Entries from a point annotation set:
>>>>>

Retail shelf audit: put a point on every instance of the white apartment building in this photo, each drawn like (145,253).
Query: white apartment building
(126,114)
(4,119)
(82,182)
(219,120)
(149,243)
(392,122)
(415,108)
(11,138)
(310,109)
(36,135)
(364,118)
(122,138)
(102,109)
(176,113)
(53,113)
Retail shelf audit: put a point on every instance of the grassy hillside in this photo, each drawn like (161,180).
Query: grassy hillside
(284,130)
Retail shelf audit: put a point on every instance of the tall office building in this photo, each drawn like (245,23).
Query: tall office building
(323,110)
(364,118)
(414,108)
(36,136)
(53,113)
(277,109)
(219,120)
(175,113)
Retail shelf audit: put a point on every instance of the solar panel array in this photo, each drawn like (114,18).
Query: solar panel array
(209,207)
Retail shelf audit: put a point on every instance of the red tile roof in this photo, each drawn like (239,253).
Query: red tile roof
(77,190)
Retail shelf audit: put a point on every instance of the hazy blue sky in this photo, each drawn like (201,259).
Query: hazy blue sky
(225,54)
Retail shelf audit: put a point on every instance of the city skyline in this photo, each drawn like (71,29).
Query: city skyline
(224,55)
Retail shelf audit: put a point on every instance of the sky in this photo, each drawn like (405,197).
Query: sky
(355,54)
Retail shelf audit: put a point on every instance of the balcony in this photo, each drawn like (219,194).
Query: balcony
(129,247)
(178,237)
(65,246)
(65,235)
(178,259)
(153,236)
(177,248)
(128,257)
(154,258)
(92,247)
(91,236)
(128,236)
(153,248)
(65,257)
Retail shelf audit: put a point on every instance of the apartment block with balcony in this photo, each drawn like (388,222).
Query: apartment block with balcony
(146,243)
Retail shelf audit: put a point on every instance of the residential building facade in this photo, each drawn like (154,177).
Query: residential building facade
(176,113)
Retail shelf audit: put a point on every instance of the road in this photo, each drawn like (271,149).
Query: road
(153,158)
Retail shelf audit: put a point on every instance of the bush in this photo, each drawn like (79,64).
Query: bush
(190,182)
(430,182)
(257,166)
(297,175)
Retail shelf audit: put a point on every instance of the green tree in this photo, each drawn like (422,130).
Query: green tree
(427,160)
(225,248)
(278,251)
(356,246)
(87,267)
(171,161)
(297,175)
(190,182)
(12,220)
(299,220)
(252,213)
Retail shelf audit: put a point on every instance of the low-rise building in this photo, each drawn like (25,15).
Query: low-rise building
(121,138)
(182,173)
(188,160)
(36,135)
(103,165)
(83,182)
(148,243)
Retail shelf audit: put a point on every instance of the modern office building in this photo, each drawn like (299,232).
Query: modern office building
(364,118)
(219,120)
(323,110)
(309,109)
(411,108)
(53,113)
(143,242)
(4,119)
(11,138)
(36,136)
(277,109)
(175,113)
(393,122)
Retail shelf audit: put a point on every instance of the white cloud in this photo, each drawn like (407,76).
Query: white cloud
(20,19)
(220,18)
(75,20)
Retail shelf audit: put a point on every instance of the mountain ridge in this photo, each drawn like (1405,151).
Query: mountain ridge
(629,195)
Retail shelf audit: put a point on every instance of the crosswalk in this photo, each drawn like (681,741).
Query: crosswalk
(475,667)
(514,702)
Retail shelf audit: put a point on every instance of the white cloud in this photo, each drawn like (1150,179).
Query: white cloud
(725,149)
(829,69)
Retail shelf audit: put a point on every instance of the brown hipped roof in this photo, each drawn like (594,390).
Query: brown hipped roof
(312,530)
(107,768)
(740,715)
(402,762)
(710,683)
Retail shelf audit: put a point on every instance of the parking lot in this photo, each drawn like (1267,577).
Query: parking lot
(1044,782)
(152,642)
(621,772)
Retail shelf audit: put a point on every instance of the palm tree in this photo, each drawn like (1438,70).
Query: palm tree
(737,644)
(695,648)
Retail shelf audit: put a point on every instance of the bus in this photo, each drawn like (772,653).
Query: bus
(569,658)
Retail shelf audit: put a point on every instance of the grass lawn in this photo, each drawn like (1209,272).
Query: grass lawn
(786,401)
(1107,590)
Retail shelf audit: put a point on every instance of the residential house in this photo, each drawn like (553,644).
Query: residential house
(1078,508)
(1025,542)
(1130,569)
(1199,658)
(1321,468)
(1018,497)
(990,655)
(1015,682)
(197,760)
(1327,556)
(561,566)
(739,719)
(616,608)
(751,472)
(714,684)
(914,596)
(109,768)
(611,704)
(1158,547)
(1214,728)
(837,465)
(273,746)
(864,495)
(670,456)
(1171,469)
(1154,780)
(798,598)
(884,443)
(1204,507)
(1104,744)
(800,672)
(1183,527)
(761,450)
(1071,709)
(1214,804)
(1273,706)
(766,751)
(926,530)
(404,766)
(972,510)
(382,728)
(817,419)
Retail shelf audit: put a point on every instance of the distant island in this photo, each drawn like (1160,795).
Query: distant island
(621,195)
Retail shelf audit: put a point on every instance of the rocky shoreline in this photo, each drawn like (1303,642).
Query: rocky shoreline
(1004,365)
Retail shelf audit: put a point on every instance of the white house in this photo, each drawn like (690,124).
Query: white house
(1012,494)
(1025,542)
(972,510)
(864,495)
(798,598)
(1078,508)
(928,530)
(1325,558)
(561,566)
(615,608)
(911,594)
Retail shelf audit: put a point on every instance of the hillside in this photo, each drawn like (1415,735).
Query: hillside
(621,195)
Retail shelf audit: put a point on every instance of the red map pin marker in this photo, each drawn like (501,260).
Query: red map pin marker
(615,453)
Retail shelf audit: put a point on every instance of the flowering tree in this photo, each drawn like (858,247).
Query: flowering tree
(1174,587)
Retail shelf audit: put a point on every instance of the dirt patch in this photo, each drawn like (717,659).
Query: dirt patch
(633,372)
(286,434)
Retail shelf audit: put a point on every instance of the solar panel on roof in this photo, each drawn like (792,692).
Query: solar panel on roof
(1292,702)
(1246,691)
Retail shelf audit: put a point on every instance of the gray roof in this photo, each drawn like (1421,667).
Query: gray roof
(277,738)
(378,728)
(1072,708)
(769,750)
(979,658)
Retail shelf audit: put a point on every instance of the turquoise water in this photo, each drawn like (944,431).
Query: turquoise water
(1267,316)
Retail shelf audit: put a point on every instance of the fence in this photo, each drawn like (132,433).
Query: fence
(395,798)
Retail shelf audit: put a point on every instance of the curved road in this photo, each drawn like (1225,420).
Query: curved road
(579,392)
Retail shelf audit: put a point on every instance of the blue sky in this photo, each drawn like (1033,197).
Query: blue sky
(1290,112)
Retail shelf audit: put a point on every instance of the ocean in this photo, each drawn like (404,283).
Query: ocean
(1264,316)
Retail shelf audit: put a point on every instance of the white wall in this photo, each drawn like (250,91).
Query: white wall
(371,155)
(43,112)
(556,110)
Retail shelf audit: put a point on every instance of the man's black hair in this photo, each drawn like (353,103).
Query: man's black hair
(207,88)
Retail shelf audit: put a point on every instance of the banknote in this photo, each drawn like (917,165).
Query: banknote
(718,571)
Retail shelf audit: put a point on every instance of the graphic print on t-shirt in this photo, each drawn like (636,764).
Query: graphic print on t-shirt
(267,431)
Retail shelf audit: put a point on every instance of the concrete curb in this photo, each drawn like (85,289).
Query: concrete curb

<<<<<

■ YOUR GOAL ■
Give all of the lines above again with "put a point on" swapped for "place a dot on" everywhere it occurs, and leave everything else unchanged.

■ RESULT OF THIS TASK ■
Retail shelf audit: place a dot on every instance of the white apartment building in this photo, each drawn like (145,253).
Query: white apartment building
(126,114)
(4,119)
(82,182)
(219,120)
(149,243)
(392,122)
(415,108)
(11,138)
(310,109)
(36,135)
(364,118)
(122,138)
(102,109)
(176,113)
(53,113)
Retail shelf audit: place a dot on every instance of the grassy hillside in this photo, each drawn like (161,180).
Query: grassy hillside
(284,130)
Retail shelf audit: place a dot on every instance of the tall office building in this photo, each drawn like (245,23).
Query: tall office building
(323,110)
(364,118)
(414,108)
(36,136)
(53,113)
(277,109)
(219,120)
(175,113)
Retail shelf audit: place a dot on every instance of the solar panel array in this photo, each drawn like (114,18).
Query: solar panel array
(209,207)
Retail shelf audit: place a dot on every instance of the red tile roof in this photo, each drawn like (239,253).
Query: red tile roof
(77,190)
Retail shelf audit: place a dot on every instance of the hazy blue sky in this photo, each drawn like (201,259).
Query: hazy blue sky
(225,54)
Retail shelf audit: place a dot on every instance of the city skyline in this photo, each drawn like (71,29).
Query: city skyline
(224,55)
Retail shelf audit: place a dot on every instance of the sky in this photo, each drawn like (405,197).
Query: sky
(355,54)
Retail shelf audit: place a dot on every instance of the balcony in this photo, each drawn like (219,194).
Query: balcony
(129,247)
(178,237)
(65,246)
(65,235)
(178,259)
(153,236)
(177,248)
(128,257)
(154,258)
(92,247)
(91,236)
(128,236)
(153,248)
(65,257)
Retail shelf audit: place a dot on every instance of the apartment block with balcony in this photo, each drawn like (388,222).
Query: apartment block with balcony
(146,243)
Retail shelf audit: place a dot on every instance of the residential building facade in this photo, each drawn like (154,177).
Query: residential building facade
(176,113)
Retail shelf audit: place a dot on every instance of the road in this photo, each drawn like (271,149).
Query: road
(153,158)
Retail shelf audit: place a dot on every instance of the bush in this photo, each drawn like (79,64).
Query: bush
(190,182)
(430,182)
(257,166)
(297,175)
Retail shelf audit: place a dot on every instance of the green tree in this photo, each drawn like (422,130).
Query: green tree
(427,160)
(225,248)
(278,251)
(356,246)
(87,267)
(171,161)
(297,175)
(190,182)
(12,220)
(299,220)
(252,213)
Retail shelf audit: place a dot on every instance of the low-rise building in this photo, each drawn like (25,15).
Query: low-rise building
(121,138)
(182,173)
(188,160)
(36,135)
(103,165)
(83,182)
(148,243)
Retail shelf audit: place a dot on every instance of the modern office building in this photo, each drawn like (299,232).
Query: modern office building
(364,118)
(219,120)
(323,110)
(309,109)
(411,108)
(53,113)
(143,242)
(4,119)
(11,138)
(36,136)
(277,109)
(175,113)
(393,122)
Retail shelf audit: place a dot on every instance of the white cloud in this photo, each drawn like (407,76).
Query: white cloud
(20,19)
(220,18)
(75,20)
Retail shelf audit: place a dot on every instance of the mountain ridge in this photo, each drawn like (1405,151).
Query: mountain ridge
(629,195)
Retail shelf audit: place a dot on every instance of the crosswalk in this photo, each drawn like (681,741).
Query: crosswalk
(475,667)
(514,702)
Retail shelf audit: place a dot on every instance of the white cloud in this photo, each drawn like (1150,179).
Query: white cloud
(725,149)
(829,69)
Retail shelf audit: place a dot on every instance of the brown hipped roof in this photo, each drawn like (594,390).
Query: brown hipped roof
(312,530)
(107,768)
(740,715)
(402,762)
(710,683)
Retail shelf audit: place a dot on every instance of the parking lot in this photo, each drawn like (1267,577).
Query: parking lot
(1044,782)
(152,642)
(621,772)
Retail shelf audit: place a dot on every instance of the palm tree in this photo, each drawn like (1438,70).
Query: palm tree
(737,644)
(695,648)
Retail shelf audit: place a dot on every instance of the bus in this photo, each drawn like (772,653).
Query: bus
(569,658)
Retail shelf audit: place a dot on every instance of the grass lawn in this photo, each drawn like (1209,272).
Query: grass lawn
(786,401)
(1107,590)
Retail shelf audit: place a dot on every instance of the residential house in this photo, each drawn like (553,644).
Query: residential house
(1078,508)
(1025,542)
(1130,569)
(1199,658)
(1321,468)
(1018,497)
(990,655)
(1015,682)
(197,760)
(1327,556)
(561,566)
(739,719)
(616,608)
(751,472)
(714,684)
(914,596)
(109,768)
(611,704)
(1158,547)
(1214,728)
(837,465)
(273,746)
(864,495)
(670,456)
(1171,469)
(1154,780)
(798,598)
(884,443)
(1204,507)
(1104,744)
(800,672)
(1183,527)
(761,450)
(1071,709)
(1214,804)
(1273,706)
(766,751)
(926,530)
(404,766)
(972,510)
(382,728)
(817,419)
Retail shelf audit: place a dot on every instance of the distant island in this photo, each drawn like (1160,795).
Query: distant island
(621,195)
Retail shelf audit: place a dot on every instance of the rocky shoreline in this photo, each drawn like (1303,642).
Query: rocky shoreline
(1004,365)
Retail shelf audit: place a dot on every instance of the white house in this photo, each drawn like (690,124).
Query: white house
(1012,494)
(1025,542)
(972,510)
(864,495)
(798,598)
(1078,508)
(928,530)
(1325,558)
(561,566)
(615,608)
(911,594)
Retail shelf audit: place a dot on every instance of the hillside in this photo, each drawn like (1415,735).
Query: hillside
(621,195)
Retail shelf audit: place a dot on every instance of the red map pin marker in this photo, each drawn like (501,260).
Query: red map pin marker
(615,453)
Retail shelf audit: place a dot on every instance of the flowering tree in this photo, each drawn like (858,247).
Query: flowering tree
(1174,587)
Retail shelf audit: place a dot on every instance of the dirt patch in this photo, each drawn like (717,659).
Query: dirt patch
(633,372)
(286,434)
Retail shelf audit: place a dot on every instance of the solar panel on roof in this photo, each drawn like (792,692).
Query: solar panel on roof
(1292,702)
(1246,691)
Retail shelf audit: place a dot on every instance of the gray roof in this photo, each drawn like (1421,667).
Query: gray roof
(277,738)
(378,728)
(1072,708)
(769,750)
(979,658)
Retail shelf audit: place a dot on every instance of the turquoise water in this photo, each drawn like (944,431).
Query: turquoise water
(1267,316)
Retail shelf audit: place a dot on every instance of the fence in this photo, each drawn like (132,433).
Query: fence
(395,798)
Retail shelf audit: place a dot on every instance of the curved road in this photo, each drawn like (1225,420).
Query: curved road
(579,392)
Retail shelf audit: place a dot on every instance of the blue sky in this photo, each drawn like (1033,197).
Query: blue sky
(1290,112)
Retail shelf audit: place a dot on every instance of the ocean in this photo, each drawn like (404,283).
Query: ocean
(1264,316)
Retail shelf audit: place a dot on every instance of the white wall in this photo, each drawn like (250,91).
Query: white wall
(371,155)
(43,112)
(556,110)
Retail shelf audit: place a dot on every instance of the man's black hair in this photo, each drawn like (353,103).
Query: man's black hair
(207,88)
Retail shelf audit: place a dot on every instance of the banknote in this photo, each drawn like (917,165).
Query: banknote
(718,571)
Retail shelf audit: place a dot on every instance of the graphic print on t-shirt in this photo, each drawn like (636,764).
Query: graphic print on t-shirt
(267,431)
Retail shelf audit: place a dot on every instance of the concrete curb in this photo, each drawn like (85,289).
Query: concrete curb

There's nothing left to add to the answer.